To look at it from a all-time point collection might not give the full picture, because sometimes a driver just collects much more points than the other based on the car in this very season. Therefore, some people compare the drivers based on how they performed against each other season by season. Therefore we’d like to continue in a next step to compare the drivers’ point collection for each season in which they both competed.
Also in this comparison, Hamilton is quite clearly ahead. While he scored more points in 2008 and 2009, it was Alonso’s time to shine between 2010 and 2013, where he scored more points than Hamilton. The differences between the number of points scored wasn’t very big in these seasons. Especially when compared on how things developed in the year 2014 and after. Hamilton scored World Championships like no one ever before and Alonso wasn’t as successful as he used to be. In the time range, which we highlight in this report, Alonso scored more points in 4 seasons, in 9 seasons Hamilton was the higher scorer.

## Problems to solve
(A) According to the passage comparing Hamilton and Alonso, in how many seasons did Alonso score more points than Hamilton?
(B) In the listing below, convert everything from the line containing "Expected content: flooded" down to the line containing "0 0 172 128" into a JSON list of strings, with one string for each line and blank lines left out.

Records of labeled boxes
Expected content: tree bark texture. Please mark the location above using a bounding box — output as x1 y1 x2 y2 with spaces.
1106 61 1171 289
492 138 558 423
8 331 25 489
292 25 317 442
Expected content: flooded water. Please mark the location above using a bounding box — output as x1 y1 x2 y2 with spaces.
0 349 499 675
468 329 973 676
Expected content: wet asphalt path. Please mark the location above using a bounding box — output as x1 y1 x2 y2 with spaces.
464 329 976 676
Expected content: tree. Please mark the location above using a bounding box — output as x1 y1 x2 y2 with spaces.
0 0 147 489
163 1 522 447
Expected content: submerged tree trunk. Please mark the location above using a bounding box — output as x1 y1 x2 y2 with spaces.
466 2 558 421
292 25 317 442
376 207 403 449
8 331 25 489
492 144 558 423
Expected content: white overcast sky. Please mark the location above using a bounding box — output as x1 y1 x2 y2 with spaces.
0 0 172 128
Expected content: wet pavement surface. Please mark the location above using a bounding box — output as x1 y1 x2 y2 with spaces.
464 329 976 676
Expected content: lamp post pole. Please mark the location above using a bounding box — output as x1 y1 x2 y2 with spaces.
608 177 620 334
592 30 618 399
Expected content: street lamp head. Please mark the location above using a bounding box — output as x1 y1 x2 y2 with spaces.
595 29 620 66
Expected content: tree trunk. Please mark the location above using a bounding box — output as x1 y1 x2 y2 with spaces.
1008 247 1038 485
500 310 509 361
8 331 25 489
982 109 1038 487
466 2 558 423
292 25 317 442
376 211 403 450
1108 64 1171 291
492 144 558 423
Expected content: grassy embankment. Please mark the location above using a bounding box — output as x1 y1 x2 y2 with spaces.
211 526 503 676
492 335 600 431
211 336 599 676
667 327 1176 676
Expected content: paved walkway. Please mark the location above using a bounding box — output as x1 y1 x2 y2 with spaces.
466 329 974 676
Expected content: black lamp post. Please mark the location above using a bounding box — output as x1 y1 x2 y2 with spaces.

## Responses to the exercise
(A) Four seasons.

(B)
[
  "Expected content: flooded water. Please mark the location above using a bounding box — output as x1 y1 x2 y2 with spaces.",
  "0 349 499 675",
  "468 329 973 676",
  "Expected content: wet asphalt path. Please mark the location above using a bounding box — output as x1 y1 x2 y2 with spaces.",
  "464 329 976 676",
  "Expected content: tree. Please mark the location above using a bounding box — output as x1 y1 x2 y2 with spaces.",
  "0 0 147 489",
  "163 1 522 447",
  "Expected content: submerged tree trunk. Please mark the location above using a bounding box — output as x1 y1 x2 y2 with spaces.",
  "466 2 558 421",
  "292 25 317 442",
  "376 207 403 449",
  "8 331 25 489",
  "492 144 558 423",
  "Expected content: white overcast sky. Please mark the location above using a bounding box — output as x1 y1 x2 y2 with spaces.",
  "0 0 172 128"
]